Goal of the exercise: Which lines in the listing below contain the word "shirt"? Find each one and copy it out in full.

⟨

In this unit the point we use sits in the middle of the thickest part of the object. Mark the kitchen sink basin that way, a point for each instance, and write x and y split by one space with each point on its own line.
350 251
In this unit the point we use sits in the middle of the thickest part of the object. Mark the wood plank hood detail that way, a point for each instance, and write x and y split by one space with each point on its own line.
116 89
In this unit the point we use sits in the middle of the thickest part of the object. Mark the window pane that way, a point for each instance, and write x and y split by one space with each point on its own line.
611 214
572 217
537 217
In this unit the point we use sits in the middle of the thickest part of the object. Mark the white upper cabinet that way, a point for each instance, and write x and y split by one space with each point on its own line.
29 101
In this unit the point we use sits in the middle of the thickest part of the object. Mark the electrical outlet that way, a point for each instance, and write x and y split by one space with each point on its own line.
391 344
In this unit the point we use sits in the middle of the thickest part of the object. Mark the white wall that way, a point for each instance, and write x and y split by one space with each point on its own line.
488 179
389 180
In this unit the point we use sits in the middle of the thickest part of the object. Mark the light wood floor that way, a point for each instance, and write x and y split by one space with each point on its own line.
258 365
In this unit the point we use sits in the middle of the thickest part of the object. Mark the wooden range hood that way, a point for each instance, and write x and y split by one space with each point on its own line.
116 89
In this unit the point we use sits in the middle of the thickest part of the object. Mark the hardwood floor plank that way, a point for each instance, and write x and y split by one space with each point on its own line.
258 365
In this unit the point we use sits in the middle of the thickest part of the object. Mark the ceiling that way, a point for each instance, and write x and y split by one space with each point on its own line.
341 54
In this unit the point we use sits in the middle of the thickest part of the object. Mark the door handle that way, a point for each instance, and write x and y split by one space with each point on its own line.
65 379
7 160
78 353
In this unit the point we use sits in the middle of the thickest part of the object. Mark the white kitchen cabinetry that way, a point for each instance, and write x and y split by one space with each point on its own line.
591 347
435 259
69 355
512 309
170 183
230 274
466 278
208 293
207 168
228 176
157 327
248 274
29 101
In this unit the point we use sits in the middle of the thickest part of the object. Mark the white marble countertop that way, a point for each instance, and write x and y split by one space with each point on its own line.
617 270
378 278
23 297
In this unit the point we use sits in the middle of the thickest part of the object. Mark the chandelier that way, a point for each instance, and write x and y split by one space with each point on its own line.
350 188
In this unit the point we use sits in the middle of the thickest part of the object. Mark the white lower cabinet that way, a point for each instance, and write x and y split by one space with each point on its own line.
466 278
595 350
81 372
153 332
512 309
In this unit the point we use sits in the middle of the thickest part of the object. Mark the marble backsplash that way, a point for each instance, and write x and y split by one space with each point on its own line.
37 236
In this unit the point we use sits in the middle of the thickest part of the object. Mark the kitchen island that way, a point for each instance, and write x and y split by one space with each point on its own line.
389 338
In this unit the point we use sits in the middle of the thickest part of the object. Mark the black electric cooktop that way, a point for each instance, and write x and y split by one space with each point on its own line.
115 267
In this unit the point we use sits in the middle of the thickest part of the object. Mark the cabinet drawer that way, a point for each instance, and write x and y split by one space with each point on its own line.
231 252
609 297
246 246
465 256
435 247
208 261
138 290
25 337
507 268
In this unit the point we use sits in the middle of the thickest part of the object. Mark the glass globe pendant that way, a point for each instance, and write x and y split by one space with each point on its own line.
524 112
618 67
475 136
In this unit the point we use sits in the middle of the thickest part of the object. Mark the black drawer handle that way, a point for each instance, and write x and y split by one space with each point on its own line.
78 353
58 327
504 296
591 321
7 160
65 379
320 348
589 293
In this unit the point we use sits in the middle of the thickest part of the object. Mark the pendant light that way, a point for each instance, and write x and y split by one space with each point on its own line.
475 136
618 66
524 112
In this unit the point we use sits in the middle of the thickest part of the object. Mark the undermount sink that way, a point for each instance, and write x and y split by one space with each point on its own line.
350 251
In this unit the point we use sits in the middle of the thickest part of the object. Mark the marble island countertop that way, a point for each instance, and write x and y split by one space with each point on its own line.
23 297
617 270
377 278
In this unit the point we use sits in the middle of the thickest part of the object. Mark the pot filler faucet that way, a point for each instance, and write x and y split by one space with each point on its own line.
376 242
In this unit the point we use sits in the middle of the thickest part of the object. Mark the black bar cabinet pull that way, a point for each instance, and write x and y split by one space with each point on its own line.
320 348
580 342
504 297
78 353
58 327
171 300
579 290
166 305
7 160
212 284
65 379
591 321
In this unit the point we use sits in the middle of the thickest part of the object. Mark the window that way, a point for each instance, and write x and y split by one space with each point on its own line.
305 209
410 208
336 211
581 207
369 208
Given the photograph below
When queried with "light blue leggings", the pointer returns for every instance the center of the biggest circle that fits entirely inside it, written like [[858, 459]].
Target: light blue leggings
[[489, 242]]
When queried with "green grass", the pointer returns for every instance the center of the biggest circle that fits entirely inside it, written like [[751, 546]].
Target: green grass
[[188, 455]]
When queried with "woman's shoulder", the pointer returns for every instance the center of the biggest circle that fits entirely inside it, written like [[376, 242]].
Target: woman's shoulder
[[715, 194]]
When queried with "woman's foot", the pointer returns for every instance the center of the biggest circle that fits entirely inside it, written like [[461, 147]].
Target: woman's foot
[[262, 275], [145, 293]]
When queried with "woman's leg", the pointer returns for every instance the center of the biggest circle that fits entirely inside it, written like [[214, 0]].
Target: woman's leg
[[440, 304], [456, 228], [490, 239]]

⟩
⟨

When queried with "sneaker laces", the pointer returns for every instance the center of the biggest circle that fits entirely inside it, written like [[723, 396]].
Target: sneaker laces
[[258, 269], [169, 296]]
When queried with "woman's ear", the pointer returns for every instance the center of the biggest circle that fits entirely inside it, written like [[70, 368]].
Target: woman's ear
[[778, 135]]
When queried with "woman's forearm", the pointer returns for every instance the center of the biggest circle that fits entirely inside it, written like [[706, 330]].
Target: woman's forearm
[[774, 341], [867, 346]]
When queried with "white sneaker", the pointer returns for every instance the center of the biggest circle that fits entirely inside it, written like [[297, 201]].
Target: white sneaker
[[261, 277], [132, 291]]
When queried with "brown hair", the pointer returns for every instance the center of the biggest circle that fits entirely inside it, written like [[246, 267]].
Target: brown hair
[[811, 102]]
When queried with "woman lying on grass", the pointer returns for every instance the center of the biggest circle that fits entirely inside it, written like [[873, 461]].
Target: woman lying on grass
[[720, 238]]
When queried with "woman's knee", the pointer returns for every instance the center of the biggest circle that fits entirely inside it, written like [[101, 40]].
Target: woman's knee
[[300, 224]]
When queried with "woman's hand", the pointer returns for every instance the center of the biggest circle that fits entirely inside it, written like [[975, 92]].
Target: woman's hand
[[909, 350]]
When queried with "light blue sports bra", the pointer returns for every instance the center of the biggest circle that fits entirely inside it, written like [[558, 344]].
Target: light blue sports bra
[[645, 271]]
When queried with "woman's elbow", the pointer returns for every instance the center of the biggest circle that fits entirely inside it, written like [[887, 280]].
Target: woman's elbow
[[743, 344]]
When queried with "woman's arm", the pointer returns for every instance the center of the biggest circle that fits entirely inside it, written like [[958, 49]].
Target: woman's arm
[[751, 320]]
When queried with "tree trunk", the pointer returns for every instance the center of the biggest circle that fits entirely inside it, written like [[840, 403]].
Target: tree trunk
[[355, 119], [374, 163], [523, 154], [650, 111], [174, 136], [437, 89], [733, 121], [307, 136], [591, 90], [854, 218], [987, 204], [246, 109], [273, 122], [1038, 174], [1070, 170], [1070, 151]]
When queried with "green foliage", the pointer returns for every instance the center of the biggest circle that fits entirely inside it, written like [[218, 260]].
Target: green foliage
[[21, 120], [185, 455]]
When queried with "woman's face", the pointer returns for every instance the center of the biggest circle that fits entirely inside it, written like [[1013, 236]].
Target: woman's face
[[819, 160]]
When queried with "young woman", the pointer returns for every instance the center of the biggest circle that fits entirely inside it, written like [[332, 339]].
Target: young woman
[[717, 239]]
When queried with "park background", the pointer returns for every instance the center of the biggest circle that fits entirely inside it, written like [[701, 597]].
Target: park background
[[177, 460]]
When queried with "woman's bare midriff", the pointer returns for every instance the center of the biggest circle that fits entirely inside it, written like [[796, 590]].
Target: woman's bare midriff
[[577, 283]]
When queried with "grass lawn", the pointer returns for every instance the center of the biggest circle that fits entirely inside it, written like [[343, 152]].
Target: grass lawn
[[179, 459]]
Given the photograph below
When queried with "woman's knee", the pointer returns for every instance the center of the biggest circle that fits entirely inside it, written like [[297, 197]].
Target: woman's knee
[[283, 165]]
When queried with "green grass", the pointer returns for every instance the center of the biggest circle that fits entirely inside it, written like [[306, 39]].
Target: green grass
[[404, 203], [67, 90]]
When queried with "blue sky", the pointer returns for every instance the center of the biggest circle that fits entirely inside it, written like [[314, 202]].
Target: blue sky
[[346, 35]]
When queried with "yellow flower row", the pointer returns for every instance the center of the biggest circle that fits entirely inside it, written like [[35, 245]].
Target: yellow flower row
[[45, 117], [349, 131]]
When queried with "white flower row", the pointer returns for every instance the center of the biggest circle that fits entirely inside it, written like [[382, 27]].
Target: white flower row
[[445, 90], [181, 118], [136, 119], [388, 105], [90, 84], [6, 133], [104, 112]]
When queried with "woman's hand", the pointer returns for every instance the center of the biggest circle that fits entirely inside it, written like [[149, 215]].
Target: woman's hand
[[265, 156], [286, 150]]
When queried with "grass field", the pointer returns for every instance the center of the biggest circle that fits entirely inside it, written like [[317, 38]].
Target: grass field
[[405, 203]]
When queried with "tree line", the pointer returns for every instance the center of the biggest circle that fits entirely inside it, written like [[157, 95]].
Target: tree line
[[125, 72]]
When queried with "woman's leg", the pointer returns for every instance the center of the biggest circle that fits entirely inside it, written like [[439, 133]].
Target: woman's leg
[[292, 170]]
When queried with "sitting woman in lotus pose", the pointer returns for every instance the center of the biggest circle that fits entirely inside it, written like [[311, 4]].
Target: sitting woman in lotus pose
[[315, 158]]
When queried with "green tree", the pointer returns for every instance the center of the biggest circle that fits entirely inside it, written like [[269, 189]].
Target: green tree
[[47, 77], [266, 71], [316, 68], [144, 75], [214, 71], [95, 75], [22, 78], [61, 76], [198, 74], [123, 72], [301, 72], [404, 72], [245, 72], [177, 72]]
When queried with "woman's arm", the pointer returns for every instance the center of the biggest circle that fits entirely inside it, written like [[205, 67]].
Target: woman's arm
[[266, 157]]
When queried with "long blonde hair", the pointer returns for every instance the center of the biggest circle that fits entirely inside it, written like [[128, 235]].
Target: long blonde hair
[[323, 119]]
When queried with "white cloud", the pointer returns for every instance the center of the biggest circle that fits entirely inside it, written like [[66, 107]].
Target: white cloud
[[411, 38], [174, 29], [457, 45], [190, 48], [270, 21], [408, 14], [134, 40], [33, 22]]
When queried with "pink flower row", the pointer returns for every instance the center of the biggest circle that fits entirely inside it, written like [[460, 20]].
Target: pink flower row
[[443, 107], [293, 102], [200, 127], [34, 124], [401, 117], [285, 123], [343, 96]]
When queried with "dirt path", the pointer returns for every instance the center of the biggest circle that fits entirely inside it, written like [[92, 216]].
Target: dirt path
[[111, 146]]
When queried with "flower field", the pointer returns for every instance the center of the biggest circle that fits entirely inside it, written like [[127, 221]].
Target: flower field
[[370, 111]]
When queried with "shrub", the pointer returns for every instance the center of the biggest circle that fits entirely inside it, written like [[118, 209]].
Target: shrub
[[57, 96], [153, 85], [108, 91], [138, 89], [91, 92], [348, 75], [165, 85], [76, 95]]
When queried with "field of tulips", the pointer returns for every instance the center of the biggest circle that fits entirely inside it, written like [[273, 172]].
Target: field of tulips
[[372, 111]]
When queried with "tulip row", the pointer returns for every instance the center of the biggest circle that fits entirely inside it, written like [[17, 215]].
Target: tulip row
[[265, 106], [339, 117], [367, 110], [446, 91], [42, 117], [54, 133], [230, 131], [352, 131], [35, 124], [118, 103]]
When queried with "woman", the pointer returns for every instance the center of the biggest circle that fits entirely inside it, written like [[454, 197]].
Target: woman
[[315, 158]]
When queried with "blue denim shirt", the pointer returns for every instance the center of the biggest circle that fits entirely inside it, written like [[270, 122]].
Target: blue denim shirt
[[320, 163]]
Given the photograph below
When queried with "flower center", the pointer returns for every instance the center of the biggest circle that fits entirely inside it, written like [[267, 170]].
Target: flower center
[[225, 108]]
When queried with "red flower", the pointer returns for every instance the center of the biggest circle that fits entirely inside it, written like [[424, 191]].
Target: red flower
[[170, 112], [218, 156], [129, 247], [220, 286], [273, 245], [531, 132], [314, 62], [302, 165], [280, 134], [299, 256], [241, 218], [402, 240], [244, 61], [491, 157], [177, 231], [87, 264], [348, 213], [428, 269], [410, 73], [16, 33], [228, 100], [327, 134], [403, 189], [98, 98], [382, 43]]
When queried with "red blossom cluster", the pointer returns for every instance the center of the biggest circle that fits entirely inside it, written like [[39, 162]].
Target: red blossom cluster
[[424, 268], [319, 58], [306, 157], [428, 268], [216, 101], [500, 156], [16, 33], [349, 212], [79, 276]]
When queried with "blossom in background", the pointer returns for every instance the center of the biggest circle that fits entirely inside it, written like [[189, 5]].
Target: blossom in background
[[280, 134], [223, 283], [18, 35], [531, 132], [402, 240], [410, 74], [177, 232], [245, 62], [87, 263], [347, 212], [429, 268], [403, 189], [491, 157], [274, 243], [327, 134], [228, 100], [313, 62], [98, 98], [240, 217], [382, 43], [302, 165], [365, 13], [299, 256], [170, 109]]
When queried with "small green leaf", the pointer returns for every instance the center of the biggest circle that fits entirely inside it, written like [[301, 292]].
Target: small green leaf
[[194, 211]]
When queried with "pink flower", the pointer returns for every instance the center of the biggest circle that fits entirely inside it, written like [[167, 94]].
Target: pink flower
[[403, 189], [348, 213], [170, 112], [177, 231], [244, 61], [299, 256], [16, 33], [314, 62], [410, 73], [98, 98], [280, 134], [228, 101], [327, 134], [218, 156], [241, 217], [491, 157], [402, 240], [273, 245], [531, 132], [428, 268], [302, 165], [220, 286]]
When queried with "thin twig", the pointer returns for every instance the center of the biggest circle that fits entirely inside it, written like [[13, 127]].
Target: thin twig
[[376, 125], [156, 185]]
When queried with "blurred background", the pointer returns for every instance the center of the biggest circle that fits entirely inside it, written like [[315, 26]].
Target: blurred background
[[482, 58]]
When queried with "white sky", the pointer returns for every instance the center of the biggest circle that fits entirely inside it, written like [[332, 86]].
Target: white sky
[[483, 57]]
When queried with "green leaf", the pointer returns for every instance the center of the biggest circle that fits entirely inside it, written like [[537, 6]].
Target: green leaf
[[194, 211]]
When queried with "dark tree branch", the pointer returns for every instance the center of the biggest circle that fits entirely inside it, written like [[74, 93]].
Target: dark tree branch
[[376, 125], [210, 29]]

⟩

Answer below:
When queried with "blue denim shirt", the pointer returns for every instance the center of the biggest circle that fits entirely inside it, written like [[270, 122]].
Target: blue denim shirt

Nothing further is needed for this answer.